══ Records provided
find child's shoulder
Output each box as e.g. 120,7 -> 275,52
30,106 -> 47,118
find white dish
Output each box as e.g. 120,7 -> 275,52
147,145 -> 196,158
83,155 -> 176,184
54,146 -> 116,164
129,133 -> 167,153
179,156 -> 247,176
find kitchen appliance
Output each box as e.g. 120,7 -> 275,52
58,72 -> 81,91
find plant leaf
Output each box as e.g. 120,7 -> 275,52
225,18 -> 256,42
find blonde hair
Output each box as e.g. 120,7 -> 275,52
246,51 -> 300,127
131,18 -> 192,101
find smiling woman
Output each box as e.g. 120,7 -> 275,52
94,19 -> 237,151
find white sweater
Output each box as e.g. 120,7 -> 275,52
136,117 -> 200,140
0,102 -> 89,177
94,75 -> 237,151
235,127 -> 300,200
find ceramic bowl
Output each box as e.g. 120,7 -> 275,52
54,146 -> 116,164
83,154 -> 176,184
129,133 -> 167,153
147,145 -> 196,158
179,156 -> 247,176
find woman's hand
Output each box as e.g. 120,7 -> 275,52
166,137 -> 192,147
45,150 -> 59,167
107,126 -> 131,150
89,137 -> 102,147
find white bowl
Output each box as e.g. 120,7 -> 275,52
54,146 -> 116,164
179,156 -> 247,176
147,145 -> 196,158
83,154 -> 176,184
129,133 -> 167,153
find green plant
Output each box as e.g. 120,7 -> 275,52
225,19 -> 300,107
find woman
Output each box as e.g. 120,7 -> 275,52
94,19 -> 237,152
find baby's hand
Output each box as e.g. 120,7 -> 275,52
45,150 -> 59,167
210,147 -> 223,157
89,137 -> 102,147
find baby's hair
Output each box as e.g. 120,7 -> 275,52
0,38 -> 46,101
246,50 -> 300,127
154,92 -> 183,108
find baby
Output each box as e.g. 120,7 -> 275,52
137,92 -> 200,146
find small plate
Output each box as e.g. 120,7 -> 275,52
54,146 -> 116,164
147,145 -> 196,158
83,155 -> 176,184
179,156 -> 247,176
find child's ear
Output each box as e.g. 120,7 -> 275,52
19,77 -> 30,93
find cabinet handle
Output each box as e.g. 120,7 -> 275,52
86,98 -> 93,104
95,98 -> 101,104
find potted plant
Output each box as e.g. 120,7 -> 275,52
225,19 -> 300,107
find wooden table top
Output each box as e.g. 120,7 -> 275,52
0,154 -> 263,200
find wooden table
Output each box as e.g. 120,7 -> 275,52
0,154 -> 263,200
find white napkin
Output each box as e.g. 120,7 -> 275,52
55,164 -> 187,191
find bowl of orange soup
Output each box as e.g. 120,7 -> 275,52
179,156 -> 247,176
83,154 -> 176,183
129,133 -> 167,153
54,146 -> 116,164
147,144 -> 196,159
════
**What you have to do:**
Please give again, unchanged, the lines of the records from the line with "find bowl of orange soup" up to and including the final line of the records.

**Answer to this problem:**
find bowl of orange soup
Output each box as e.g. 120,7 -> 275,52
179,156 -> 247,176
83,154 -> 176,183
129,133 -> 167,153
54,146 -> 116,164
147,144 -> 196,159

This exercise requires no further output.